Le sondage en chiffres

  • 76% des répondants s’accordent sur l’insuffisance du salaire minimum pour vivre.
  • Près de la moitié des personnes pensent qu’il est peu probable que la génération future trouve un emploi décent.
  • Plus d’un tiers des personnes interrogées ont été directement ou indirectement touchées par le chômage ou une réduction du temps de travail.
  • 70% souhaitent que les gouvernements agissent plus pour augmenter les salaires des travailleurs.
  • 73% pensent que les gouvernements devraient en faire davantage pour veiller à ce que les entreprises paient équitablement leur part d’impôts.
  • 74% estiment que les autorités devraient créer des emplois en investissant dans les soins pour les personnes âgées, les personnes handicapées et les enfants d’âge préscolaire.

Des exemples de gestion de crise

Le webinaire s’est poursuivi par des témoignages de syndicalistes d’Autriche, d’Argentine et du Nigeria, exposant l’approche des différents gouvernements pour faire face au Covid-19. Tous se sont accordés sur le fait que seules l’organisation des travailleurs et la solidarité syndicale internationale contraindront les gouvernements à dialoguer et à protéger les travailleurs.

| DONNÉES FOURNIES |
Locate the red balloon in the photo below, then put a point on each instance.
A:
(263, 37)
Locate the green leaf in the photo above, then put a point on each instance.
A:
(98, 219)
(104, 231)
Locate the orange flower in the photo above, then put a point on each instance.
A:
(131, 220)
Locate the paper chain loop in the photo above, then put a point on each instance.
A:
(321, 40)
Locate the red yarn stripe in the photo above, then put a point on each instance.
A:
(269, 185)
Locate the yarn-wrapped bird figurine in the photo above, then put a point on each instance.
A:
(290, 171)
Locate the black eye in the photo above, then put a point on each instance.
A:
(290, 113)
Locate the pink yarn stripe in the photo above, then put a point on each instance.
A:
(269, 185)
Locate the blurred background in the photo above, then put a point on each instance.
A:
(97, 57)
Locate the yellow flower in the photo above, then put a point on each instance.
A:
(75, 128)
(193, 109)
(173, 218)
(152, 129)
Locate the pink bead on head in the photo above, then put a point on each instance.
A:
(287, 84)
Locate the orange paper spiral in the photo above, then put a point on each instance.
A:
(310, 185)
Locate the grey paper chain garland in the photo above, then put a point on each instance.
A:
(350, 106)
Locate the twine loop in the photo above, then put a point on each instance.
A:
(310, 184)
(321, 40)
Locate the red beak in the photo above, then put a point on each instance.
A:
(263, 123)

---

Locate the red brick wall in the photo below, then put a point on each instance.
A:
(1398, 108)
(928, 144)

| CONSIGNE 1 |
Modifiez un extrait du texte sur le sondage : reprenez-le à partir des mots « Le sondage en » et arrêtez-vous après « salaires des travailleurs. », en remplaçant « salaire minimum » par « revenu minimum ».
| CONSIGNE 2 |
Résumez plus brièvement le paragraphe du texte sur le sondage qui commence par « Le webinaire s’est poursuivi », en conservant ses faits essentiels.
| CONSIGNE 3 |
Poursuivez le texte sur le sondage à partir de sa dernière phrase.

| RÉPONSE 1 |
Le sondage en chiffres

  • 76% des répondants s’accordent sur l’insuffisance du revenu minimum pour vivre.
  • Près de la moitié des personnes pensent qu’il est peu probable que la génération future trouve un emploi décent.
  • Plus d’un tiers des personnes interrogées ont été directement ou indirectement touchées par le chômage ou une réduction du temps de travail.
  • 70% souhaitent que les gouvernements agissent plus pour augmenter les salaires des travailleurs.

| RÉPONSE 2 |
Lors du webinaire, des syndicalistes d’Autriche, d’Argentine et du Nigeria ont décrit la réponse de leurs gouvernements au Covid-19. Tous ont estimé que seules l’organisation des travailleurs et la solidarité syndicale internationale obligeront les gouvernements à dialoguer et à protéger les travailleurs.

| RÉPONSE 3 |
Ayuba Wabba, président du syndicat Congrès du Travail du Nigeria
«Au Nigeria, 70% des travailleurs n’ont pas de protection sociale et la moitié de la population vit sous le seuil de pauvreté. Avec la crise sanitaire, beaucoup d’emplois ont été mis sous pression, il y a aussi eu des gros problèmes en matière d’équipements de protection individuelle qui manquaient pour protéger les travailleurs. Sans parler du désastre économique et de l’inflation qui ont suivi. Nous avons demandé au gouvernement qu’il investisse massivement dans les secteurs de l’éducation et de la santé. Et nous demandons un dialogue social tripartite, comme le prône l’OIT, afin de mettre en place un nouveau contrat social qui protège nos travailleurs.»

Gerardo Martínez, secrétaire général de l’Union ouvrière de la construction de la république argentine (UOCRA)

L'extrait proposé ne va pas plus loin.